- [Written instruction]:
Quote the records below word for word, starting at the line that contains "Point out the gold" and ending at the line that contains "[(133, 138), (94, 213), (125, 110), (155, 138)]", both included.
──────────────────────────────
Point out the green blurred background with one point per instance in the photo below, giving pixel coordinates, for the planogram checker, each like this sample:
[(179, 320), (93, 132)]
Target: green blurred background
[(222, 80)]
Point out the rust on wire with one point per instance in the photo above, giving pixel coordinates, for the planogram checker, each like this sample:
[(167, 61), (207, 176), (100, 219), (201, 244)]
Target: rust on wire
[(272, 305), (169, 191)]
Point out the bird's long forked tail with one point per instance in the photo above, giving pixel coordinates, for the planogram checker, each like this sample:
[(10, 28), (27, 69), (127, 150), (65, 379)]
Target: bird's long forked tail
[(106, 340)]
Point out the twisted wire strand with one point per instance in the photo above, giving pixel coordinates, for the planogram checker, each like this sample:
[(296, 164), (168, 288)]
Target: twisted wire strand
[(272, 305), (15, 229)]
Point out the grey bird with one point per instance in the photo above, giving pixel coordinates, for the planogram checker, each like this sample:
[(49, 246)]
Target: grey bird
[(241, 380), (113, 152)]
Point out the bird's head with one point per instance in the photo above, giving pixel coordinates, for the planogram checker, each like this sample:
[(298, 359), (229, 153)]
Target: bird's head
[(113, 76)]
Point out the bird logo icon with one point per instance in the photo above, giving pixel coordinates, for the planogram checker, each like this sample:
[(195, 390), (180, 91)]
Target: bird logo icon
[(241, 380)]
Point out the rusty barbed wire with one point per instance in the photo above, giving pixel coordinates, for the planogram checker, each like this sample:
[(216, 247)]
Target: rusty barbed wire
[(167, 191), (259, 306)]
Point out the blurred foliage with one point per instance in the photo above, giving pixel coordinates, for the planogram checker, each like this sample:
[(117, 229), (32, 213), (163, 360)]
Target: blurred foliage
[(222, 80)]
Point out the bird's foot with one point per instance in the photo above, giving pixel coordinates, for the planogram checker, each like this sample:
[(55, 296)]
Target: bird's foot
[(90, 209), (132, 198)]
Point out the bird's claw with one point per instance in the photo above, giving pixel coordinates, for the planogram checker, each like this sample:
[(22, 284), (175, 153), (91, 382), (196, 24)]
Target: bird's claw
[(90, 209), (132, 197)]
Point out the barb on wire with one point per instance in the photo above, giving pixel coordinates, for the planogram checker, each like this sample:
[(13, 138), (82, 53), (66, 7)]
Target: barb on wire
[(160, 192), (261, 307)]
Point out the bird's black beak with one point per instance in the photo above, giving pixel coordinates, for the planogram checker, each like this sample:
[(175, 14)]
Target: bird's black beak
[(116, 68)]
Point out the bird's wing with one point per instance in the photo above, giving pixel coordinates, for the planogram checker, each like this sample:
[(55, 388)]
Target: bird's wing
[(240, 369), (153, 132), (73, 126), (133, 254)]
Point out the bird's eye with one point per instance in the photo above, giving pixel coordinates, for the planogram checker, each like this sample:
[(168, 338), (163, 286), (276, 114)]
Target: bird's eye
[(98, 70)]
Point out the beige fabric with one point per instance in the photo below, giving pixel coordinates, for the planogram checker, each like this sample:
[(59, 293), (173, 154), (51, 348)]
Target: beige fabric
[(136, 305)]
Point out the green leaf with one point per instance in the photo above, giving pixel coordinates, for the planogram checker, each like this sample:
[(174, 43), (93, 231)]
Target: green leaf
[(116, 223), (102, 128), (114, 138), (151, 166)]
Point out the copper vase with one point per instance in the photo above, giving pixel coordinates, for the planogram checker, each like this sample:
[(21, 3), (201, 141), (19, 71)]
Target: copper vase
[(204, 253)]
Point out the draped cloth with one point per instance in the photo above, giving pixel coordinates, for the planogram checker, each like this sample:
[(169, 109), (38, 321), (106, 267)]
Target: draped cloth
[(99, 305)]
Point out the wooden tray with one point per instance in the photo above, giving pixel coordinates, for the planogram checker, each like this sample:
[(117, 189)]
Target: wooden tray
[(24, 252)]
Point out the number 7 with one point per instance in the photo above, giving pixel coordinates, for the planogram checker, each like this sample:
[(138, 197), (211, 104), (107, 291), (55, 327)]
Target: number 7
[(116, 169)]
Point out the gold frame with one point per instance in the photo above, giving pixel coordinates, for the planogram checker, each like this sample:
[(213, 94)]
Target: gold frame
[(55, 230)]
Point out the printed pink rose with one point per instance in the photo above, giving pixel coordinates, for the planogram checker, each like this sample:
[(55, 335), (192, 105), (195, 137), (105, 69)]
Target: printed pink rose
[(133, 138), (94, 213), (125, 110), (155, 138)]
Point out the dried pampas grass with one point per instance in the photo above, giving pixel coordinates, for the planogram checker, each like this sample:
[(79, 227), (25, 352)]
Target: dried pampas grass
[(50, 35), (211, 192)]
──────────────────────────────
- [Written answer]:
Point out the gold frame with one point per instance in the photo above, giving pixel coordinates, for the planogram checker, each like this sample:
[(213, 94)]
Target: gold frame
[(55, 230)]
Point out the printed pink rose with one point per instance in the photo above, giving pixel coordinates, for the planogram checker, each like this sample:
[(55, 335), (192, 105), (195, 137), (105, 69)]
Target: printed pink rose
[(133, 138), (94, 213), (125, 110), (155, 138)]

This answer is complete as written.